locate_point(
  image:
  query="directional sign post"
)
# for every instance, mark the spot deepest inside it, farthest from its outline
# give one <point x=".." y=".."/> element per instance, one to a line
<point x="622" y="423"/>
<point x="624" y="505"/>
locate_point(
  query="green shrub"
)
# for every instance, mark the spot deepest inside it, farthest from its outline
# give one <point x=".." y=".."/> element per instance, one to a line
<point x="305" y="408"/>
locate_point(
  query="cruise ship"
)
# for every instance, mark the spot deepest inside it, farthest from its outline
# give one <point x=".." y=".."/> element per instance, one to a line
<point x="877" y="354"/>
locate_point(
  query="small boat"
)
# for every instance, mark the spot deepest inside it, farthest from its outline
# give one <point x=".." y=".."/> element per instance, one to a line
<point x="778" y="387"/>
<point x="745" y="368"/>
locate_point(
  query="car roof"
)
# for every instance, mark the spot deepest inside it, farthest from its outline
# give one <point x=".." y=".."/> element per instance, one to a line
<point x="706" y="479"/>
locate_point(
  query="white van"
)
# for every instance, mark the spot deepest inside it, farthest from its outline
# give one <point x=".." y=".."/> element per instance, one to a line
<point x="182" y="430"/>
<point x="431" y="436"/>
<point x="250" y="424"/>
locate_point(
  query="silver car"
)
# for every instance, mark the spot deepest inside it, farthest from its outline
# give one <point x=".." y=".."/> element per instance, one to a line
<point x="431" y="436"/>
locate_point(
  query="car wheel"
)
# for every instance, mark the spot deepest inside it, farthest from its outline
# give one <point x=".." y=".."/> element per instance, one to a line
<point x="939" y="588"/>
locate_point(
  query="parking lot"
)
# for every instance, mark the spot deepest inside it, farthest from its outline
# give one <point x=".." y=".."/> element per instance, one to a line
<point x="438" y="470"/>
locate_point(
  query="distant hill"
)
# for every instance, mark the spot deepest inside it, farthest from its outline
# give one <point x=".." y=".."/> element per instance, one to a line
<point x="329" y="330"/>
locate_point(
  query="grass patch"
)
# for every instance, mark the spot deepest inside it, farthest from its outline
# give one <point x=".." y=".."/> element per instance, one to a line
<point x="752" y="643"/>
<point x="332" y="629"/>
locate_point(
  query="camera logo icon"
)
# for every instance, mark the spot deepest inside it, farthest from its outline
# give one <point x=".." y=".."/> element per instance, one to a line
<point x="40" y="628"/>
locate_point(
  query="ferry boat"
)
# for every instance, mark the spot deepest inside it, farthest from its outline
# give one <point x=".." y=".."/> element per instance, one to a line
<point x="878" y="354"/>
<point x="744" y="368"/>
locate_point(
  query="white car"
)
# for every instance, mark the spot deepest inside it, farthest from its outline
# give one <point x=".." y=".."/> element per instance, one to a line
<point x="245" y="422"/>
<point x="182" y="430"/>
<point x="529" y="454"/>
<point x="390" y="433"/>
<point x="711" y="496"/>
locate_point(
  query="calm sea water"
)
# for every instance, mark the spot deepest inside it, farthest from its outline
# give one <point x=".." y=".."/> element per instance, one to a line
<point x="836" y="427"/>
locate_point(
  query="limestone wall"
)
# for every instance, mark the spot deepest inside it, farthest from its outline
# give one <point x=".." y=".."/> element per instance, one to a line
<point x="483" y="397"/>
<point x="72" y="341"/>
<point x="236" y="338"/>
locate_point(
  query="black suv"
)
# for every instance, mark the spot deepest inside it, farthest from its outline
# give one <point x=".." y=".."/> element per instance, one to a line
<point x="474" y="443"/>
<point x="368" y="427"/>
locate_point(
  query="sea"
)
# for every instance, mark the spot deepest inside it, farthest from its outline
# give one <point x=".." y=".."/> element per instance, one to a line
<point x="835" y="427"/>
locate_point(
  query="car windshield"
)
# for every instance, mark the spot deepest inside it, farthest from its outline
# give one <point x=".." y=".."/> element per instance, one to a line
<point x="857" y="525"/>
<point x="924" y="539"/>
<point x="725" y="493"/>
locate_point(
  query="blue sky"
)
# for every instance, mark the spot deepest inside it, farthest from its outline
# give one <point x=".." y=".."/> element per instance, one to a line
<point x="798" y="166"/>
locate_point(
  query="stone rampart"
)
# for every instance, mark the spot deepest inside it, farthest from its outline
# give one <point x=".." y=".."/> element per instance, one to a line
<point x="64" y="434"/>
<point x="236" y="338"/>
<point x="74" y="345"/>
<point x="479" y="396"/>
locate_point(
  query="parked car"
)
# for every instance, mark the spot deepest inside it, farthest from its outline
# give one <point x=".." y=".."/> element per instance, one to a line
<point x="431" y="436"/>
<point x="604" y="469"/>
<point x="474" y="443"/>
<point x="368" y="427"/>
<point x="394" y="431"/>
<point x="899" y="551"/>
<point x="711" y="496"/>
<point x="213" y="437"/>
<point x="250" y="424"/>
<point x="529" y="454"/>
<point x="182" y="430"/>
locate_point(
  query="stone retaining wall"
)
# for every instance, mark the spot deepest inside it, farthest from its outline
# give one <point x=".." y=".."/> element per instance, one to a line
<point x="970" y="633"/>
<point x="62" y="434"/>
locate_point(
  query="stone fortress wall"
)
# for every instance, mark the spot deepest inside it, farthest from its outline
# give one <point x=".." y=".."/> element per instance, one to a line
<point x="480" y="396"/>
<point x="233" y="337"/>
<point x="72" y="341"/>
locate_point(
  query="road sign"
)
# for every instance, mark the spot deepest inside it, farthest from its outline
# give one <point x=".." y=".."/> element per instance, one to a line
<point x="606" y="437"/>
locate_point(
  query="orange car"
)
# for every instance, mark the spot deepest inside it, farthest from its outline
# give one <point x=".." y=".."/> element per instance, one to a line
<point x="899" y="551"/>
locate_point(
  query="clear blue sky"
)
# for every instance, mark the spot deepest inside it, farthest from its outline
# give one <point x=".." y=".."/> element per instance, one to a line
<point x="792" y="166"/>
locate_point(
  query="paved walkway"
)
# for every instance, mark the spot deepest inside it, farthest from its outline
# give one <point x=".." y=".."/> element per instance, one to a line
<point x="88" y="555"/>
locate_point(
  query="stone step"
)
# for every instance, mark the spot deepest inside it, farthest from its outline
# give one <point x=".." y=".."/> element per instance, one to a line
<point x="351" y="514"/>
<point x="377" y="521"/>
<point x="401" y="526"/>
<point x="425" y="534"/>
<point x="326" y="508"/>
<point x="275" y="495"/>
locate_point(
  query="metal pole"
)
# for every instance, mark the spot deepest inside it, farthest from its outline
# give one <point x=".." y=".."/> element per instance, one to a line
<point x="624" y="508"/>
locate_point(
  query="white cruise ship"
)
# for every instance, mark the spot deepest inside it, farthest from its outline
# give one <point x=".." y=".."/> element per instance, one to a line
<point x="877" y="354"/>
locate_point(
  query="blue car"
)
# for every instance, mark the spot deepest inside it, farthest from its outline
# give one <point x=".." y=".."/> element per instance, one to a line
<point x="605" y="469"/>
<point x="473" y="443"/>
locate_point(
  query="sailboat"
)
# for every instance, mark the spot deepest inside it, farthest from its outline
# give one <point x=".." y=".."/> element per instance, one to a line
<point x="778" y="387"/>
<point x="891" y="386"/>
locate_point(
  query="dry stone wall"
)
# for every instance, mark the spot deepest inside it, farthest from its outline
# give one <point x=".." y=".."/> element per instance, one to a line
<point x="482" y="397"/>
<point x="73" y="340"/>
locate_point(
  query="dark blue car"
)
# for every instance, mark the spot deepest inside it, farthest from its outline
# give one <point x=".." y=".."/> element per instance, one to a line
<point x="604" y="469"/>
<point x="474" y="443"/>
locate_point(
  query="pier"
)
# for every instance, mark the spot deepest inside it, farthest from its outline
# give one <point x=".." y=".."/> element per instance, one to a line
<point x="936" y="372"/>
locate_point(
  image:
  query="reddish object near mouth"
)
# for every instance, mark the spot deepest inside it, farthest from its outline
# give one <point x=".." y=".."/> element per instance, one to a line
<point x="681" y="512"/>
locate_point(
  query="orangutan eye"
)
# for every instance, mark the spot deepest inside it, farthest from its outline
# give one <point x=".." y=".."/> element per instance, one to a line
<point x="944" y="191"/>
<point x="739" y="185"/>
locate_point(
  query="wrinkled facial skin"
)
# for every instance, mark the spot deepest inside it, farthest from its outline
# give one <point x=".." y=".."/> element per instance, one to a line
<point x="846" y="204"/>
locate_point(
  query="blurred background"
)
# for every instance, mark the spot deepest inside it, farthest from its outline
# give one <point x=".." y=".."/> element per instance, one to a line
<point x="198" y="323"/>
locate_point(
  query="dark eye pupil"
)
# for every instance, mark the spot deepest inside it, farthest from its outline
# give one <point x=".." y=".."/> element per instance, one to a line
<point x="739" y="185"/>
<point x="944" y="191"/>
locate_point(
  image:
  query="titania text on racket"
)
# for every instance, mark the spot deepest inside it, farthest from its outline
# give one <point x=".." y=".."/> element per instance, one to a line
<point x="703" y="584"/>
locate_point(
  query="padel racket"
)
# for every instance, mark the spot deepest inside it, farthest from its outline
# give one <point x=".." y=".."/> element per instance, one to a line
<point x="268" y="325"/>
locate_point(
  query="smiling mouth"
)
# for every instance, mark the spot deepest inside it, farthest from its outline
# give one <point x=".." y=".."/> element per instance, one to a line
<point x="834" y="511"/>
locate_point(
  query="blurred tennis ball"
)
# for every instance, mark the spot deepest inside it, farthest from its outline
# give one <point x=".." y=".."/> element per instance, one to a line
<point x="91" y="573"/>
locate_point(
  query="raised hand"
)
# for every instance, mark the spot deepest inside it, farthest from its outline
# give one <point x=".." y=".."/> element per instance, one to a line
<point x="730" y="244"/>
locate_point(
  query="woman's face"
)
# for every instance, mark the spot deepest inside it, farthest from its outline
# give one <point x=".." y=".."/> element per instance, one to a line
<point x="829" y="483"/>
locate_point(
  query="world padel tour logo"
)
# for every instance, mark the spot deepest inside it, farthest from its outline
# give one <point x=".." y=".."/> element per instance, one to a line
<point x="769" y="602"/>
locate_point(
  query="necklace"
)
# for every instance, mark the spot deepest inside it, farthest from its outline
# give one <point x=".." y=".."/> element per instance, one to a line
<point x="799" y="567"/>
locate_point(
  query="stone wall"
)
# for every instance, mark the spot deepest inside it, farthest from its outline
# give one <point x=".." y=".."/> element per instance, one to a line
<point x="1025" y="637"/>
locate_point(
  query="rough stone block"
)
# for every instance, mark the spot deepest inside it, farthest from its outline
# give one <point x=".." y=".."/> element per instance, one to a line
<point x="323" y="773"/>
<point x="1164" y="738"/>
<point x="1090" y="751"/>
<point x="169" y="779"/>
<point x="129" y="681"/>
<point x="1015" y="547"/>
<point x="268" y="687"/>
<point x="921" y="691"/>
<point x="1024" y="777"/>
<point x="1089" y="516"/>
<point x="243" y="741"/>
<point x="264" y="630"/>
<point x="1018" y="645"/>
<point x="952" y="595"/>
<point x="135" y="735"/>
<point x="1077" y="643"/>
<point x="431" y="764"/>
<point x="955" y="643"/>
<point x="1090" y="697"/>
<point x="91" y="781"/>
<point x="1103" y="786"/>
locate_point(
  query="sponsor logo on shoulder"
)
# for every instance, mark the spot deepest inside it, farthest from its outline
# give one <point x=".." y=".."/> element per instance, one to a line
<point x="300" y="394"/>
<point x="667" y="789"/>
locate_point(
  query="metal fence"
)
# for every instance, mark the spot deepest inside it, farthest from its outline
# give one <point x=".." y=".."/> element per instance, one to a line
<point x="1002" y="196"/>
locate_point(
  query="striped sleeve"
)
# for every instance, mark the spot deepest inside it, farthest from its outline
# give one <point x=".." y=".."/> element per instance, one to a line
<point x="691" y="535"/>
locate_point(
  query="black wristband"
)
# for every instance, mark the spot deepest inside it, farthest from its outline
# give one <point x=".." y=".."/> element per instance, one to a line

○ ○ ○ ○

■ Prompt
Find every line in the listing above that contains the string "ship", matching case exactly, and copy each of those lines.

■ Full solution
  query="cruise ship"
  query="white cruise ship"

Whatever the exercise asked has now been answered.